**YOUR ASSIGNMENT:** An exact reproduction of each record is required.

Top of MATERIAL TO PROCESS

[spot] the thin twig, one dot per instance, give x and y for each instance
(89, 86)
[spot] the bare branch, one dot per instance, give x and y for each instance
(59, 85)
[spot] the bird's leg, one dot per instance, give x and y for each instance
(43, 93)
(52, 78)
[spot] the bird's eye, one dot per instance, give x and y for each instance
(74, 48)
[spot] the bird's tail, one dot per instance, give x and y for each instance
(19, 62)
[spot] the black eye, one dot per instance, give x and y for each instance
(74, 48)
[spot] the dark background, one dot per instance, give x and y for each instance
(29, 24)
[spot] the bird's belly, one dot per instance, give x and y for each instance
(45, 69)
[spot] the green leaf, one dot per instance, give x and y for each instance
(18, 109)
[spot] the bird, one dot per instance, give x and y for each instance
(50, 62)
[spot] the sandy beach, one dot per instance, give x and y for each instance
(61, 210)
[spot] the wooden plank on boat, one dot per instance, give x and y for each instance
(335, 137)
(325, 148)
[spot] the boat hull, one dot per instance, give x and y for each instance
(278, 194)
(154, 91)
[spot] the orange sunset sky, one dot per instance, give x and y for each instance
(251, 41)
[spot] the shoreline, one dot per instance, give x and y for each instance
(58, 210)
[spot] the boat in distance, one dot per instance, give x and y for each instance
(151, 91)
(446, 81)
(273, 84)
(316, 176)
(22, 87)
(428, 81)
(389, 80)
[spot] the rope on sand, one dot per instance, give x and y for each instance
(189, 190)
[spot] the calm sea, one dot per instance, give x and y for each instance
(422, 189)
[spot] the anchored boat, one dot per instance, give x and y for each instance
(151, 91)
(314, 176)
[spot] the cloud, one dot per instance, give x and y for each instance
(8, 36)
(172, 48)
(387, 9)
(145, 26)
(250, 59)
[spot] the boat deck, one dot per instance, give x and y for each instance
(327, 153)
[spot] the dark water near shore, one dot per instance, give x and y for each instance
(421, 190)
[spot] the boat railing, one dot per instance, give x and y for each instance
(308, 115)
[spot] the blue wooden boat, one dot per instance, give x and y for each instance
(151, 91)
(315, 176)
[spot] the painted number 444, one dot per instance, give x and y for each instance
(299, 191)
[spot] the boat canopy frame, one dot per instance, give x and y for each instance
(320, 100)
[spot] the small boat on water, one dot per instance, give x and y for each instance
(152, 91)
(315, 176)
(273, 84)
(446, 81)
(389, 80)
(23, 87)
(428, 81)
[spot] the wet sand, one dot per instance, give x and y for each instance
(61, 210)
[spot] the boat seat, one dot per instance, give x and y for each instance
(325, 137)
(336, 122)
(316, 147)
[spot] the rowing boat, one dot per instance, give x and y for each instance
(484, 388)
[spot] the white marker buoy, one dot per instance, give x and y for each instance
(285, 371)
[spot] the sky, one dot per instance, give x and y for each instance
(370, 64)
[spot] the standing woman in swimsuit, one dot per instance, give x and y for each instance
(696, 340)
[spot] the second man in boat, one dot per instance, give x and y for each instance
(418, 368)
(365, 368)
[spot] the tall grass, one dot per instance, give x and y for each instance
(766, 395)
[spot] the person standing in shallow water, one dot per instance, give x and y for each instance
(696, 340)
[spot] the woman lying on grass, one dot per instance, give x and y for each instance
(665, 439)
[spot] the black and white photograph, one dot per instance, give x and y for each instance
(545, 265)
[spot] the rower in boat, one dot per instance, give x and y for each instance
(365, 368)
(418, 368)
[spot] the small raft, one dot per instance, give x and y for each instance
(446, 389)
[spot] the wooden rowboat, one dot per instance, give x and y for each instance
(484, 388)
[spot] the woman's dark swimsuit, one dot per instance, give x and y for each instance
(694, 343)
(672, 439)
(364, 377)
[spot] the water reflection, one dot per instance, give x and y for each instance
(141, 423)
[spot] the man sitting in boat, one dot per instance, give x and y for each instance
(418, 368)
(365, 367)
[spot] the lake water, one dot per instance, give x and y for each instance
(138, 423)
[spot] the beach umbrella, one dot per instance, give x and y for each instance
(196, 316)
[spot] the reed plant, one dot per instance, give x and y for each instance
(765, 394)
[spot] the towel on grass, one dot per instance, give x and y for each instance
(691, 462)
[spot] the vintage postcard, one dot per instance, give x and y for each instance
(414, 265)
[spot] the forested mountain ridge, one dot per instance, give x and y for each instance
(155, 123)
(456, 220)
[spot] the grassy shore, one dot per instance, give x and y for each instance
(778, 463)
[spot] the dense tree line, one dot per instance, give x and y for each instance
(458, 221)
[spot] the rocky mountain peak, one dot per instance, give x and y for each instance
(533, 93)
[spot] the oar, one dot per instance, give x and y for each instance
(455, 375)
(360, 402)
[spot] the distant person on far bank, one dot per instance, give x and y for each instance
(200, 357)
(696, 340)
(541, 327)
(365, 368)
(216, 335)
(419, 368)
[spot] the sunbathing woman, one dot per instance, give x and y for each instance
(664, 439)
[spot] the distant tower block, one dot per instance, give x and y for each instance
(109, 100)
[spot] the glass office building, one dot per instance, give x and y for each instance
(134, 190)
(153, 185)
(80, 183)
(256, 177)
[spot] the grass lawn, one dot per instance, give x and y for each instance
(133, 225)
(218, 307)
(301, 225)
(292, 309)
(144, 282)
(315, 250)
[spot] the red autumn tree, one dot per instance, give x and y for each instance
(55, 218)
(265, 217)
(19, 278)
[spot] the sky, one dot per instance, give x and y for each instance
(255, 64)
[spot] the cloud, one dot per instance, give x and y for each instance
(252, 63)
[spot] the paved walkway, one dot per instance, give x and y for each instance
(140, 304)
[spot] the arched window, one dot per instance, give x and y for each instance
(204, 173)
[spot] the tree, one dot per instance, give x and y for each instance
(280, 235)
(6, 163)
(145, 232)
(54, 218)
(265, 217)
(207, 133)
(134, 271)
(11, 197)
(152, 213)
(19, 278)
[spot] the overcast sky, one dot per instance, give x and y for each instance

Bottom of MATERIAL TO PROCESS

**ANSWER TO THIS TASK:**
[spot] the thin twig, one dot per instance, give x and y for each instance
(89, 86)
[spot] the bare branch, one dot per instance, give x and y for each instance
(59, 85)
[spot] the bird's leg, one dot per instance, give x and y for each instance
(43, 93)
(52, 78)
[spot] the bird's eye, one dot per instance, give x and y for each instance
(74, 48)
[spot] the bird's tail, one dot per instance, give x and y for each instance
(19, 62)
[spot] the black eye, one dot per instance, give x and y for each instance
(74, 48)
[spot] the dark background, one dot per instance, give x and y for each instance
(29, 24)
[spot] the bird's belly, one dot per instance, give x and y for each instance
(45, 69)
[spot] the green leaf, one dot per instance, give x and y for each instance
(18, 109)
[spot] the bird, one dot per instance, give x and y for each instance
(50, 62)
[spot] the sandy beach, one dot per instance, give x and y for each instance
(61, 210)
[spot] the wooden plank on boat, one dot per instance, give x and y for each instance
(335, 137)
(325, 148)
[spot] the boat hull, one dot per instance, give x and y for each instance
(278, 194)
(154, 91)
[spot] the orange sunset sky, one dot per instance, give x and y for each instance
(251, 41)
[spot] the shoreline, one dot per instance, give x and y for each instance
(58, 210)
[spot] the boat in distance, one dot per instance, give x and y for each instance
(151, 91)
(446, 81)
(273, 84)
(316, 176)
(22, 87)
(428, 81)
(389, 80)
[spot] the rope on sand, one dot per instance, give x and y for each instance
(189, 190)
[spot] the calm sea, one dot per instance, give x and y for each instance
(422, 189)
[spot] the anchored boat, one dot per instance, give x and y for each instance
(151, 91)
(314, 176)
[spot] the cloud, one dot per instance, give x and y for each instance
(8, 36)
(172, 48)
(387, 9)
(145, 26)
(250, 59)
[spot] the boat deck, one dot per instance, give x and y for each instance
(327, 153)
[spot] the dark water near shore, one dot per instance, give x and y for each instance
(421, 190)
[spot] the boat railing, one dot per instance, give x and y for each instance
(308, 115)
[spot] the blue wooden boat, one dot per instance, give x and y for each instance
(151, 91)
(315, 176)
[spot] the painted number 444, one dot per instance, give x and y for each instance
(299, 191)
[spot] the boat canopy frame, one dot per instance, give x and y for each instance
(320, 100)
[spot] the small boat on water, one dot per instance, give x and y for each instance
(152, 91)
(315, 176)
(273, 84)
(446, 81)
(389, 80)
(23, 87)
(428, 81)
[spot] the wet sand, one dot per instance, give x and y for each instance
(61, 210)
[spot] the boat seat, one dot per instance, give x and y for each instance
(325, 137)
(336, 122)
(316, 147)
[spot] the rowing boat, one dot per instance, give x and y for each instance
(484, 388)
[spot] the white marker buoy, one dot per instance, give x and y for each instance
(285, 371)
[spot] the sky, one dot per instance, give x and y for each instance
(370, 64)
[spot] the standing woman in swimsuit, one dot per instance, give x and y for each instance
(696, 340)
[spot] the second man in boat, one dot per instance, give x and y for each instance
(418, 368)
(365, 368)
[spot] the tall grass, one dot per instance, give x and y for each instance
(766, 395)
[spot] the person standing in shallow water, one dot per instance, give x and y for each instance
(696, 340)
[spot] the woman lying on grass, one dot per instance, give x and y for each instance
(665, 439)
[spot] the black and white photograph, one dot per instance, give x and y for each instance
(545, 265)
[spot] the rower in boat, one dot per instance, give x and y for each instance
(365, 368)
(418, 368)
[spot] the small raft, one dot per instance, give x and y for each instance
(446, 389)
[spot] the wooden rowboat, one dot per instance, give x and y for each instance
(484, 388)
[spot] the woman's dark swimsuit, one dot per instance, give x and y for each instance
(694, 343)
(672, 439)
(364, 377)
[spot] the water reflection, one dot per instance, give x and y for each instance
(141, 423)
[spot] the man sitting in boat, one dot per instance, give x and y for each instance
(418, 368)
(365, 367)
[spot] the lake water, one dot per instance, give x and y for each instance
(138, 423)
[spot] the beach umbrella, one dot per instance, give x and y for each instance
(196, 316)
[spot] the reed plant, one dot per instance, give x and y for each instance
(765, 394)
[spot] the towel on grass, one dot per instance, give x and y for each instance
(691, 462)
[spot] the vintage postcard, one dot per instance, give x and y for each instance
(414, 265)
[spot] the forested mountain ridge, one dot per instance, give x and y for each instance
(155, 123)
(456, 220)
[spot] the grassy shore, one dot per instance, give x and y for each instance
(778, 463)
[spot] the dense tree line, one dot per instance, give x and y for each instance
(458, 221)
[spot] the rocky mountain peak, one dot per instance, give x and y for each instance
(533, 93)
[spot] the oar, one dot per instance, give x and y for each instance
(455, 375)
(360, 402)
[spot] the distant person on far bank, one dot per instance, give x and y for each instance
(200, 357)
(696, 340)
(541, 327)
(365, 368)
(216, 335)
(419, 368)
[spot] the sunbathing woman, one dot per instance, give x and y for each instance
(664, 439)
[spot] the distant tower block, one dot per instance, give x and y for each instance
(109, 100)
[spot] the glass office building, one dot per instance, give x and y for each instance
(134, 190)
(153, 185)
(80, 183)
(256, 177)
[spot] the grass lawn, one dot per instance, give x and y for each instance
(133, 225)
(218, 307)
(301, 225)
(292, 309)
(144, 282)
(315, 250)
[spot] the red autumn tree, one dot per instance, give x and y for each instance
(55, 218)
(265, 217)
(19, 278)
[spot] the sky, one dot per instance, give x and y for each instance
(255, 64)
[spot] the cloud, one dot per instance, give x and y for each instance
(252, 63)
[spot] the paved walkway, one dot per instance, give x and y for each instance
(140, 304)
[spot] the arched window, one dot per instance, give x and y for each instance
(204, 173)
[spot] the tree, one dot per instance, give x and y for each instance
(280, 235)
(6, 163)
(145, 232)
(54, 218)
(265, 217)
(207, 133)
(134, 271)
(11, 197)
(152, 213)
(19, 278)
[spot] the overcast sky, one dot per instance, give x and y for each instance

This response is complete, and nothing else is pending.